* **About this exercise**
Find the string "wooden" in the material. Copy every line that has it.

* **Records for the exercise**
+ + + + + + +

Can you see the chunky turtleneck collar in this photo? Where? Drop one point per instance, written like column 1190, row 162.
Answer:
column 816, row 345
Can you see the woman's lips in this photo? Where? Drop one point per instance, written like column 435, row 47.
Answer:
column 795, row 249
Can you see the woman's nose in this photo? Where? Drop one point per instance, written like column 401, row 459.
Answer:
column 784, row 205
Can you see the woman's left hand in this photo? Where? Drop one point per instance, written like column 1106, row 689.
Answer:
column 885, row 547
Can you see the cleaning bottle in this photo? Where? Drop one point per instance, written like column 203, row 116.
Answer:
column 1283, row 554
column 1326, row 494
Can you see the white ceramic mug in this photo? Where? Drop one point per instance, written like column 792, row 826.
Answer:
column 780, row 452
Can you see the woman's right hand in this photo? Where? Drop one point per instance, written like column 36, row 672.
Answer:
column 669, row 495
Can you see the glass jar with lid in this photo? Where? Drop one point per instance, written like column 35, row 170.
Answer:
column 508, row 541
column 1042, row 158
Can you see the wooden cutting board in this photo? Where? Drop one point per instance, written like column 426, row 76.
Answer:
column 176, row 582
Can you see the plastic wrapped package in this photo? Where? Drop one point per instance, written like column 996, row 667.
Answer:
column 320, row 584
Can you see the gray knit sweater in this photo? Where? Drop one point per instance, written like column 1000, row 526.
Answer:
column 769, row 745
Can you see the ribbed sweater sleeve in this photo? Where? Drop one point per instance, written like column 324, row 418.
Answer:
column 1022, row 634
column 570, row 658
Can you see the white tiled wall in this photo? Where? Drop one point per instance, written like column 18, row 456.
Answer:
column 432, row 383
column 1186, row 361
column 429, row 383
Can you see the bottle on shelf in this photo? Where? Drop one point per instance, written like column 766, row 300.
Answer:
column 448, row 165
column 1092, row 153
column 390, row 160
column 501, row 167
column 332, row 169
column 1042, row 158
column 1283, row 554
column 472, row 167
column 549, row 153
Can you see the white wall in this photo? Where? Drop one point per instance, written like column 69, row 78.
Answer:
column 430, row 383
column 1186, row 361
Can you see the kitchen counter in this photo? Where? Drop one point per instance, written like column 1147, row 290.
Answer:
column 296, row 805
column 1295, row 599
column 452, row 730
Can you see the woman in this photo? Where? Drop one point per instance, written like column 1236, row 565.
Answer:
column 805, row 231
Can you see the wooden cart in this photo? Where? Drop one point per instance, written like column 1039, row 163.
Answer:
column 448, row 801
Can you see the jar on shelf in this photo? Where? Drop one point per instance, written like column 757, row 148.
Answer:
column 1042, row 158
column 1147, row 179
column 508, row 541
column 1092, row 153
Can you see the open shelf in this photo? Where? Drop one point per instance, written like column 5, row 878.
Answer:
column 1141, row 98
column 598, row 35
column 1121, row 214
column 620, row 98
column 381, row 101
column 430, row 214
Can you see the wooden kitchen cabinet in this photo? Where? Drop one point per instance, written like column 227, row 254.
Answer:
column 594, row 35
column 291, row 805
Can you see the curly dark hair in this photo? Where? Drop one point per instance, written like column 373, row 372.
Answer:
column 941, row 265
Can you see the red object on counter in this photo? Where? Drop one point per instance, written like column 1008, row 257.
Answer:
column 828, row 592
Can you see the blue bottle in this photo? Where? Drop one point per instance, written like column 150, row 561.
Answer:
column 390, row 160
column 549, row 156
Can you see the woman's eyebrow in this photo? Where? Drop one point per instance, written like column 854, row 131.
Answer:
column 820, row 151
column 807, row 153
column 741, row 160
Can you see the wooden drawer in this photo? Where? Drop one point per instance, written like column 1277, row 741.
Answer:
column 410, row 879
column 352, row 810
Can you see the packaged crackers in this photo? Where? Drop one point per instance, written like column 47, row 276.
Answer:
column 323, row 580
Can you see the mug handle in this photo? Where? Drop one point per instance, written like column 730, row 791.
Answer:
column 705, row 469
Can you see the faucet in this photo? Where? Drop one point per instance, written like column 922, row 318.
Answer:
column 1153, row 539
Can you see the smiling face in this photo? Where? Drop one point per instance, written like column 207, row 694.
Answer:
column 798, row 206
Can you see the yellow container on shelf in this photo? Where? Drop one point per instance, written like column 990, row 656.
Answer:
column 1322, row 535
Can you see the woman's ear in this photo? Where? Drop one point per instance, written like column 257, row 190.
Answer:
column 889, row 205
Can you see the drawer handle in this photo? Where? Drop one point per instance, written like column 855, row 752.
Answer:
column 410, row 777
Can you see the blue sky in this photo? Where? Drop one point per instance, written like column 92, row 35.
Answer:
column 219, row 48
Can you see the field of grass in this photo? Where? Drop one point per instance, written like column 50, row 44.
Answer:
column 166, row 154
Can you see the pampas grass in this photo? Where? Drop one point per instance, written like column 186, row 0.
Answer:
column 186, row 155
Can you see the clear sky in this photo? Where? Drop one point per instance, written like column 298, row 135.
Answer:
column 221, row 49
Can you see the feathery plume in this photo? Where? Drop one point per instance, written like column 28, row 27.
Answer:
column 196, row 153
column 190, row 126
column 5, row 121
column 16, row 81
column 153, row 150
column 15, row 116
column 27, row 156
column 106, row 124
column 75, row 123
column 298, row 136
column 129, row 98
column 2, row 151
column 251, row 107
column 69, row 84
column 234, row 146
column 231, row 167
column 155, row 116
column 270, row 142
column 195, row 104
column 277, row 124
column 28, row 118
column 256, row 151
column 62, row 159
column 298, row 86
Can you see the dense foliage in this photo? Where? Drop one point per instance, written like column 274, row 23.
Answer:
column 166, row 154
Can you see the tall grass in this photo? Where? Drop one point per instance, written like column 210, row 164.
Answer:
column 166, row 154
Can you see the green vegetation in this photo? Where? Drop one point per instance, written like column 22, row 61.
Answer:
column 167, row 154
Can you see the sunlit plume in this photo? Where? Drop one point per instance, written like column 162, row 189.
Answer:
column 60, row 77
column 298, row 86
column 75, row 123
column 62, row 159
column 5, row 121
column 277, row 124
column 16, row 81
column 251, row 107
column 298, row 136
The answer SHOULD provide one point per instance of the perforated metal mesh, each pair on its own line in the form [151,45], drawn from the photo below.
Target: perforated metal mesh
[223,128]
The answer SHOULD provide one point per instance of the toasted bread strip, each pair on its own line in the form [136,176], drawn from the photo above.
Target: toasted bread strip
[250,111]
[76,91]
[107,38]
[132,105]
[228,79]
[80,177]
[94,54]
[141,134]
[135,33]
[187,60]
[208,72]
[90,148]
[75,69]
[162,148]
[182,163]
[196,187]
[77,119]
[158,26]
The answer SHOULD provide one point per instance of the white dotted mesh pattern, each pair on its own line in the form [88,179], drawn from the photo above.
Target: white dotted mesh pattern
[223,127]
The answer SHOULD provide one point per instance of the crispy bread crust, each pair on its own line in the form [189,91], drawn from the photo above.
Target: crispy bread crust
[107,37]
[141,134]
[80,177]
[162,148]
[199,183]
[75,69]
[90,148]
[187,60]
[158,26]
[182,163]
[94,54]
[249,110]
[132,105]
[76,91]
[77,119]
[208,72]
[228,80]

+ + + + + + +

* **Final answer**
Can you see the wooden cutting board in this photo? Where? Drop one point per instance, written like column 426, row 76.
Can you see the wooden cart in this photo? Where? Drop one point per instance, written like column 1039, row 163.
Can you see the wooden kitchen cabinet in this photo? Where? Drop one point per instance, written like column 227, row 254.
Can you see the wooden drawer in this photo? Where? Drop one point per instance, written like column 1277, row 741.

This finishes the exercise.